En lo que sigue, usaré las palabras precisión y exactitud de manera casi –pero no enteramente– intercambiable, porque convencionalmente significan más o menos lo mismo, aunque no exactamente lo mismo: no precisamente.

Dado el tema particular de este libro, es importante explicar la diferencia, porque para quienes verdaderamente persiguen la precisión en la ingeniería, la diferencia entre las dos palabras es importante, un recordatorio de que la lengua inglesa no tiene prácticamente sinónimos, de que todas las palabras del inglés son específicas, sirven a un sentido y un significado muy acotados. Precisión y exactitud tienen, para algunos hablantes, una diferencia importante de sentido.

El origen latino de las dos palabras apunta a esta diferencia fundamental. La etimología de exactitud está muy cerca de palabras latinas que significan ‘cuidado’ y ‘atención’. Precisión, por su parte, se origina en una cascada de significados antiguos que giran alrededor de la idea de separación. Cuidado y atención parecerían en principio tener algo en común, aunque muy poco, con el acto de separar una parte de algo mediante un corte. La precisión, empero, goza de una asociación más próxima con significados tardíos de ‘minuciosidad’ y ‘detalle’.3 Si se describe algo con gran exactitud, se lo describe tan cercanamente como es posible a lo que es, a su valor verdadero. Si se describe algo con gran precisión, se lo describe con el mayor detalle posible, aun cuando ese detalle no sea necesariamente el verdadero valor de lo que se describe.

Se puede describir la proporción constante entre el diámetro y la circunferencia de un círculo, pi, con una gran precisión, como 3,14159265358979323843, digamos. O pi puede felizmente expresarse con exactitud hasta siete cifras decimales como 3,1415927, y esto es estrictamente cierto porque la última cifra, 7, es la manera aceptada por las matemáticas para redondear el valor de un número (como acabo de escribirlo y señalarlo dejando un espacio inmediatamente después) cuyo verdadero valor termina con 65.

Un modo un poco más simple de explicar más o menos lo mismo es mediante un blanco para tiro con pistola formado por tres círculos concéntricos. Supongamos que usted dispara seis veces al blanco y los seis tiros yerran por mucho, no impactan siquiera en el blanco. Sus disparos en este caso no son ni precisos ni exactos.

▸ **Consigna**
¿Cómo seguirías el texto de arriba sobre precisión y exactitud a partir de su última oración?

▸ **Líneas extraídas**
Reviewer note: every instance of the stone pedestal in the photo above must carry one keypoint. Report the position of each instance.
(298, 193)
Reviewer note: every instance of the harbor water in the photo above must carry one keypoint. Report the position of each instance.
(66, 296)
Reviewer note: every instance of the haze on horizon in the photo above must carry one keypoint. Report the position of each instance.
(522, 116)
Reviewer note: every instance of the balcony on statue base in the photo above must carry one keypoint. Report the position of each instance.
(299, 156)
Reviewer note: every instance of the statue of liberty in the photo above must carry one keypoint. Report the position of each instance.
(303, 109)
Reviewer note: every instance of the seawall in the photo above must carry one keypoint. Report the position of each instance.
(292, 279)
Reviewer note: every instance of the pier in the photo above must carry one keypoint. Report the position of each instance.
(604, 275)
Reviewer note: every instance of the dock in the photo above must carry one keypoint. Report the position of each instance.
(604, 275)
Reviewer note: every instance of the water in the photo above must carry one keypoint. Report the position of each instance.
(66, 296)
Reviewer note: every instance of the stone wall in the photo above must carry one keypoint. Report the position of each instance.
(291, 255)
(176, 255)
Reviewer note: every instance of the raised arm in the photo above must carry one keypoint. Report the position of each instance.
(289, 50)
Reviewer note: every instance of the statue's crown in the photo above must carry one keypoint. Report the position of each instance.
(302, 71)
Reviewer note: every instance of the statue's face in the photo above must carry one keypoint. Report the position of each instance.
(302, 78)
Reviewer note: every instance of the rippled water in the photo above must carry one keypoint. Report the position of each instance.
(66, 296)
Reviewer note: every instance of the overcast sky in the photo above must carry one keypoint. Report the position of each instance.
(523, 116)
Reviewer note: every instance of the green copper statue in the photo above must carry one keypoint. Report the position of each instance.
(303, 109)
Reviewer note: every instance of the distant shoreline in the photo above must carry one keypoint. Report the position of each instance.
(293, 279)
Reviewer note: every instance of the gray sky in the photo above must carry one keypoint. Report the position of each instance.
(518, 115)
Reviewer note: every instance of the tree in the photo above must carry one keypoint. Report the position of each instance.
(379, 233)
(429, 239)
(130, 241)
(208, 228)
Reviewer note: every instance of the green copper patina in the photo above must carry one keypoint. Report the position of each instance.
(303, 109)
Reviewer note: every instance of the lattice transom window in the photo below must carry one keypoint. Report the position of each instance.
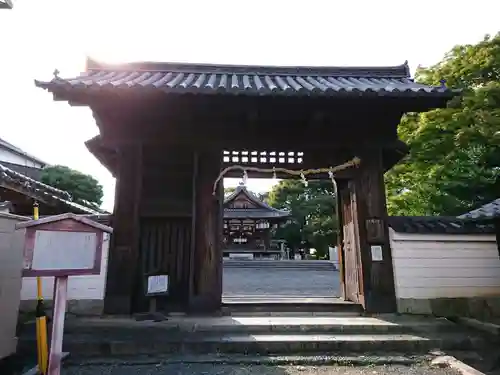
(263, 157)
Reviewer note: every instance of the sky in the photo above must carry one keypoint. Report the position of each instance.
(41, 36)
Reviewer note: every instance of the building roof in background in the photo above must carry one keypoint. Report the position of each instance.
(12, 180)
(487, 212)
(246, 80)
(438, 225)
(16, 150)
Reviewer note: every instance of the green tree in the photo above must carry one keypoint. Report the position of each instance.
(228, 191)
(84, 189)
(313, 213)
(454, 159)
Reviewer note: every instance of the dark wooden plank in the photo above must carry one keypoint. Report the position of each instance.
(207, 276)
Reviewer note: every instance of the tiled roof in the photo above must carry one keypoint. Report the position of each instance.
(488, 211)
(17, 150)
(9, 177)
(253, 213)
(262, 207)
(247, 80)
(437, 225)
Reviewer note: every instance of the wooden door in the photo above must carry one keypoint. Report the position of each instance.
(350, 246)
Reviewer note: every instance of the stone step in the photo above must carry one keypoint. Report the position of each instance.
(269, 344)
(127, 328)
(262, 306)
(281, 264)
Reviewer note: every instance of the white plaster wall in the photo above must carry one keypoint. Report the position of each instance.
(79, 287)
(10, 157)
(11, 262)
(445, 266)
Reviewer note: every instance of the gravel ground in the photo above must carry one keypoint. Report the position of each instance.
(212, 369)
(283, 282)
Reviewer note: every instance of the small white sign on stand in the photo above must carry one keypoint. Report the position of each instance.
(61, 246)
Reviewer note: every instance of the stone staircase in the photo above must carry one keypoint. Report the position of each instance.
(240, 334)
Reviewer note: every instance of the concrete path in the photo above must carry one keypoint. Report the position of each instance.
(281, 281)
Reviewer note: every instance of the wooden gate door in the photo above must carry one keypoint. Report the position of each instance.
(352, 259)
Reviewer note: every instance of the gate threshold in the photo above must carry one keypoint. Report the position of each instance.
(268, 305)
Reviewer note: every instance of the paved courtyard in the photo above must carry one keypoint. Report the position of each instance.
(281, 281)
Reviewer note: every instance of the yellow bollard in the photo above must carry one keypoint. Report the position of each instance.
(41, 319)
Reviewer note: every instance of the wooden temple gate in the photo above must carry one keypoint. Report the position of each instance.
(164, 128)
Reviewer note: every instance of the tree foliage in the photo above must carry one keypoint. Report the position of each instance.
(454, 159)
(83, 188)
(313, 213)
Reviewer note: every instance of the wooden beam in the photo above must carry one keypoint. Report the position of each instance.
(124, 249)
(207, 277)
(378, 274)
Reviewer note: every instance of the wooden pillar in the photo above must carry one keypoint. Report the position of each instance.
(376, 257)
(124, 246)
(208, 226)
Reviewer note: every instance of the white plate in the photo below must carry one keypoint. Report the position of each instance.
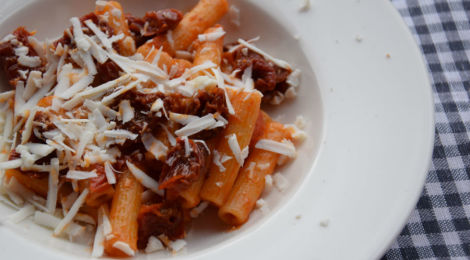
(370, 125)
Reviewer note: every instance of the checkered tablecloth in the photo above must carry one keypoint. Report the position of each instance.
(439, 226)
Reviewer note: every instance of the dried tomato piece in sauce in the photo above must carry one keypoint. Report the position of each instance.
(152, 24)
(182, 167)
(9, 61)
(158, 219)
(100, 190)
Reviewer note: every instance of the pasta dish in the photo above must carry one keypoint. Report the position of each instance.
(120, 132)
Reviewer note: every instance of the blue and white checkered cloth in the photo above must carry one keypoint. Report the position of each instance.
(439, 226)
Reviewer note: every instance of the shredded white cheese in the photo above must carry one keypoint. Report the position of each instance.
(108, 169)
(153, 245)
(144, 179)
(177, 245)
(212, 36)
(124, 247)
(280, 182)
(126, 111)
(278, 62)
(285, 147)
(195, 212)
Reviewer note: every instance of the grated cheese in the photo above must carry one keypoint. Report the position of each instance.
(154, 146)
(305, 6)
(120, 133)
(212, 36)
(195, 212)
(77, 87)
(235, 148)
(108, 169)
(234, 14)
(268, 182)
(280, 182)
(81, 175)
(98, 247)
(22, 214)
(278, 62)
(144, 179)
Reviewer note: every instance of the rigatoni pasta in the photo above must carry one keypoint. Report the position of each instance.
(125, 128)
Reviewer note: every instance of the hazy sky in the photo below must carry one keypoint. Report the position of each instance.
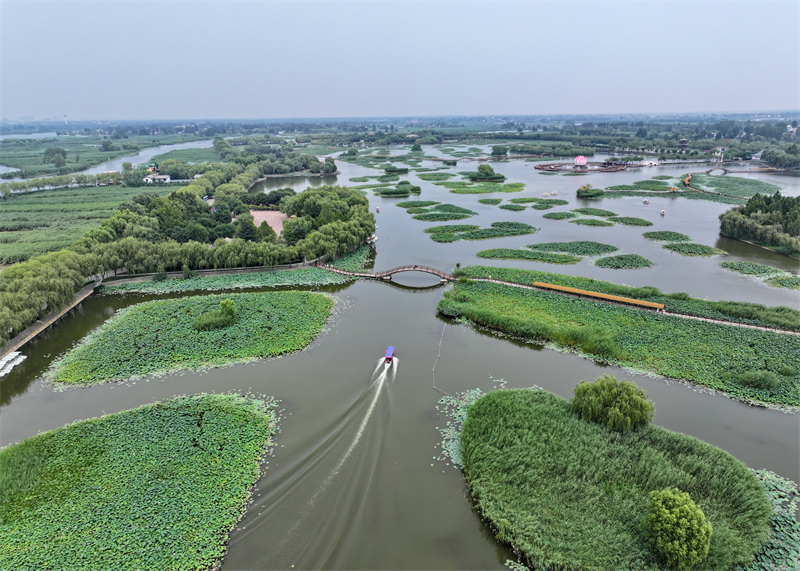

▸ **Respuesta**
Quizá todos los disparos han caído en el círculo interior, pero en distintas partes alrededor del blanco. Esta vez ha disparado usted exactamente, porque están todos cerca de la diana, pero con escasa precisión, pues los disparos han impactado en distintos puntos del blanco.

Acaso los disparos están todos en alguno de los anillos exteriores, muy cerca unos de otros. Aquí hace usted gala de una gran precisión, pero no es lo suficientemente exacto.

Finalmente, está el caso anhelado, merecedor de un redoble de tambor: los disparos forman un grupo compacto y han impactado la diana. Este es el desempeño ideal, pues usted ha conseguido ser muy preciso y exacto.


El dibujo de un blanco permite fácilmente diferenciar la precisión de la exactitud. En A, los disparos están agrupados y cerca de la diana: hay precisión y exactitud. En B hay precisión, sí, pero como los disparos han caído lejos del blanco no son exactos. En C, los disparos están muy dispersos, no exhibe precisión ni exactitud. Y en D, donde se observa cierto agrupamiento y una mayor proximidad a la diana, hay cierto grado de precisión y de exactitud, pero muy moderado

En estos dos casos, al escribir el valor de pi o tirar al blanco, la exactitud se logra cuando la acumulación de resultados se acerca al valor deseado, que en estos ejemplos es el verdadero valor de la constante o el centro del blanco, respectivamente. La precisión, en cambio, se alcanza cuando los resultados acumulados son cercanos entre sí, cuando el intento de dar en el blanco varias veces tiene exactamente el mismo resultado, aun cuando este no se acerque necesariamente al valor verdadero buscado. En suma, la exactitud se cumple en la intención; la precisión, en sí misma.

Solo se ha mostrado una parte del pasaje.